Rewrite the data below so that every "benchmark" becomes "evaluation set", leaving everything else unchanged.
--- begin Records for this exercise ---
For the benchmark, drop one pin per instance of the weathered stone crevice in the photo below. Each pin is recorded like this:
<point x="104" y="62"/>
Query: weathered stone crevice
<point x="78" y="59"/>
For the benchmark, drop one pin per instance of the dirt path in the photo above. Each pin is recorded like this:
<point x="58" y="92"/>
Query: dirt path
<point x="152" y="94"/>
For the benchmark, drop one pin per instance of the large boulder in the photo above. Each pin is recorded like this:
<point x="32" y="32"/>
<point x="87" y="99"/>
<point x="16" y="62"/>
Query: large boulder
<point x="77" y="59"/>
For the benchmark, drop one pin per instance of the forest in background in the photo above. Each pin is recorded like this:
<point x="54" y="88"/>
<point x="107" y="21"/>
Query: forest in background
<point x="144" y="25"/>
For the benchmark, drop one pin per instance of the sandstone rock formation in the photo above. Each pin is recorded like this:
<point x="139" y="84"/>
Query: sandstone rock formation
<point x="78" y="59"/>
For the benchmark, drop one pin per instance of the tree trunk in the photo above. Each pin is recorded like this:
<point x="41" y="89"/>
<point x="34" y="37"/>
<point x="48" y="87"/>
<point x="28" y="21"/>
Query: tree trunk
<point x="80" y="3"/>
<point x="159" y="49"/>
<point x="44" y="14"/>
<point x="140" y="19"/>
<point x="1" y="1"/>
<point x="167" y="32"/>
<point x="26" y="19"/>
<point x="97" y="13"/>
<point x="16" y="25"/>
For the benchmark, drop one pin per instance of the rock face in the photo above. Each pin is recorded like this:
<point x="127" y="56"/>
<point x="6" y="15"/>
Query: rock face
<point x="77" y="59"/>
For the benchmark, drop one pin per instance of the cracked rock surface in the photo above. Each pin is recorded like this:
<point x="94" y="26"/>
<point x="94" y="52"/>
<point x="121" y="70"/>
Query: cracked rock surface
--- end Records for this exercise ---
● **Response to this task**
For the evaluation set, drop one pin per instance of the weathered stone crevice in the photo below. Each pin is recorded like this:
<point x="104" y="62"/>
Query: weathered stone crevice
<point x="78" y="59"/>
For the evaluation set, drop one pin per instance of the dirt path in the photo above. Each pin is recorded like this:
<point x="58" y="92"/>
Query: dirt path
<point x="152" y="94"/>
For the evaluation set, drop one pin per instance of the large boulder in the photo above. Each pin is recorded like this:
<point x="32" y="32"/>
<point x="87" y="99"/>
<point x="16" y="62"/>
Query: large boulder
<point x="77" y="59"/>
For the evaluation set, drop one pin per instance of the forest in background in the photo above. Each pin is recorded like this:
<point x="54" y="88"/>
<point x="107" y="21"/>
Query: forest in background
<point x="144" y="25"/>
For the evaluation set, drop one pin per instance of the sandstone rock formation in the photo above. Each pin is recorded like this:
<point x="139" y="84"/>
Query: sandstone rock formation
<point x="78" y="59"/>
For the evaluation set, drop one pin per instance of the tree trunk in the photo above. Each pin is recorded like this:
<point x="41" y="89"/>
<point x="34" y="37"/>
<point x="48" y="87"/>
<point x="28" y="21"/>
Query: tree trunk
<point x="80" y="3"/>
<point x="159" y="49"/>
<point x="44" y="14"/>
<point x="140" y="19"/>
<point x="1" y="1"/>
<point x="167" y="32"/>
<point x="26" y="19"/>
<point x="97" y="13"/>
<point x="16" y="25"/>
For the evaluation set, drop one pin per instance of the rock face in the photo above. Each pin is recorded like this:
<point x="127" y="56"/>
<point x="6" y="15"/>
Query: rock face
<point x="77" y="59"/>
For the evaluation set, drop one pin per instance of the cracked rock surface in the photo above. Each pin is recorded like this:
<point x="94" y="26"/>
<point x="94" y="52"/>
<point x="121" y="70"/>
Query: cracked rock surface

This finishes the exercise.